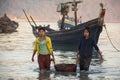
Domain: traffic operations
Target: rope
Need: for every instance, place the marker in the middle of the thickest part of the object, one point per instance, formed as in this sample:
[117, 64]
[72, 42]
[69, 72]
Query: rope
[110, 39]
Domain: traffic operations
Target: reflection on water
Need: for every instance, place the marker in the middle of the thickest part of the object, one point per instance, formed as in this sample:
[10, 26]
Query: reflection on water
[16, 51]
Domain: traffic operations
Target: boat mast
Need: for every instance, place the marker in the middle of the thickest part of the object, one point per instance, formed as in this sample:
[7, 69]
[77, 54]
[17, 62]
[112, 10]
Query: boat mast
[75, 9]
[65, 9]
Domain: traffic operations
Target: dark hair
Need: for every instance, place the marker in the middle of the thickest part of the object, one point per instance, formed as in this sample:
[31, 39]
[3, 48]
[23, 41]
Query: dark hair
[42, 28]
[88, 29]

● ● ● ● ● ● ●

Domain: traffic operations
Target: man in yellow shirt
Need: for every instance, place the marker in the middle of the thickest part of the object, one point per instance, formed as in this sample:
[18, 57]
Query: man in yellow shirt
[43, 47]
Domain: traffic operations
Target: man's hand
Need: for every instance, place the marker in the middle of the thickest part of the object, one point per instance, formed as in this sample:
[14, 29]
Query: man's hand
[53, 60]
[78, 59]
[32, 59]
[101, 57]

● ● ● ● ● ● ●

Goal – Locate each line in the listing above that contains the word "Query" with the same capitalization, and copy every such line.

Answer below –
Query: rope
Query: reflection on water
Query: boat mast
Query: dark hair
Query: man in yellow shirt
Query: man's hand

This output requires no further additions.